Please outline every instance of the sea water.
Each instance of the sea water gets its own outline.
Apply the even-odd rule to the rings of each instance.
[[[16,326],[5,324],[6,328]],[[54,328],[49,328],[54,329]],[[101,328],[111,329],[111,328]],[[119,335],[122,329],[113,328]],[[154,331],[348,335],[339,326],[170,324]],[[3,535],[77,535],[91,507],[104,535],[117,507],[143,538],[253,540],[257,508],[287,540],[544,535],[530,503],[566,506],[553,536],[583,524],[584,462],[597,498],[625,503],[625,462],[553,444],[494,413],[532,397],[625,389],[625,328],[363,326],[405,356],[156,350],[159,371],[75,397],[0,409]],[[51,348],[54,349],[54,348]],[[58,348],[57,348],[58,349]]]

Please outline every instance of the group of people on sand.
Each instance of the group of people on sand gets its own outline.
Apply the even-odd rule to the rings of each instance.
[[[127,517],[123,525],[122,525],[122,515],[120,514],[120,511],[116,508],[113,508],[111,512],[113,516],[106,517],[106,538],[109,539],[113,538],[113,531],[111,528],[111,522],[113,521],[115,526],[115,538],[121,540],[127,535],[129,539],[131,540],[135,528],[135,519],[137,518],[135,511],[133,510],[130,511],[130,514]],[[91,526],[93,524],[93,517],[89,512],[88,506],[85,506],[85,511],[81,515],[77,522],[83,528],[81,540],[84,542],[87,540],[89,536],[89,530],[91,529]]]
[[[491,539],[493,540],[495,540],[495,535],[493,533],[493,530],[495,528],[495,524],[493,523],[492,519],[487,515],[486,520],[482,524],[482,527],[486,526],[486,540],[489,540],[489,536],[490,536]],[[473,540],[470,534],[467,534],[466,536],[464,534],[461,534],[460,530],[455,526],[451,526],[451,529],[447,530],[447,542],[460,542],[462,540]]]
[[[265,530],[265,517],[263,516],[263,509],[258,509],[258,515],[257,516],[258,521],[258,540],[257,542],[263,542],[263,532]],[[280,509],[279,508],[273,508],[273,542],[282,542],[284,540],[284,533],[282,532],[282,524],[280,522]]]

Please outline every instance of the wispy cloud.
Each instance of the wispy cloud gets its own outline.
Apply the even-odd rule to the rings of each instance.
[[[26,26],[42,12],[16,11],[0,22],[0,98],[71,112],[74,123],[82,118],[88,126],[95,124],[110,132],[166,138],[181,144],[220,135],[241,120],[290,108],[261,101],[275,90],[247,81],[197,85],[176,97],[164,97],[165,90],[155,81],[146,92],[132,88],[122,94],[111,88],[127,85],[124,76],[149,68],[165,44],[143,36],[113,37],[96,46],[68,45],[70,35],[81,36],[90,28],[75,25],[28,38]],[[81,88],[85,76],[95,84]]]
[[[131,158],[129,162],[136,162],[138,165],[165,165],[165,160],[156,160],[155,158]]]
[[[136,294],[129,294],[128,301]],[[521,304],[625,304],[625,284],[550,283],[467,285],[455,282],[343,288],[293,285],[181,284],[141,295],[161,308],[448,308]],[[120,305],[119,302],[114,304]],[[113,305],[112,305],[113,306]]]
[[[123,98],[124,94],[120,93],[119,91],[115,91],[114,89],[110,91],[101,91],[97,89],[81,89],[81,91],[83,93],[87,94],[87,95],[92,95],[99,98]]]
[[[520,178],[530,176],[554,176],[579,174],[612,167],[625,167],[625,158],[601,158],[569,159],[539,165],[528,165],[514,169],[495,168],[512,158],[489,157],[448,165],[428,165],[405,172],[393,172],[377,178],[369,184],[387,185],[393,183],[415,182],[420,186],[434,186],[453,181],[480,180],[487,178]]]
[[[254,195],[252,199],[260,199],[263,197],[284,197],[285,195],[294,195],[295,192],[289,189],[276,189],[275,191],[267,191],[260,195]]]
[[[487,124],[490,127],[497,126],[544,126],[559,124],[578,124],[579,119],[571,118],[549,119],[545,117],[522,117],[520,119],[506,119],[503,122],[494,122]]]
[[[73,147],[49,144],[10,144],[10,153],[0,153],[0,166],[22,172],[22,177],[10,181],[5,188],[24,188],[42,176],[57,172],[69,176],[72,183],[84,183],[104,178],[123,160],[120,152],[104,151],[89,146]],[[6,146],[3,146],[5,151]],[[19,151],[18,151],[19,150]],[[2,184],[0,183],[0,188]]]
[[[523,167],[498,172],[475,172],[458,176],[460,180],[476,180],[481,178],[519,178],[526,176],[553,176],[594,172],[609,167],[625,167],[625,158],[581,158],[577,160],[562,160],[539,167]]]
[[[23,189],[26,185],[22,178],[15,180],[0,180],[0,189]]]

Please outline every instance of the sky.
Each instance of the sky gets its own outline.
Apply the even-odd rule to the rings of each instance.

### Short problem
State how many lines in the rows above contain the word "Please", giving only the number.

### Expected answer
4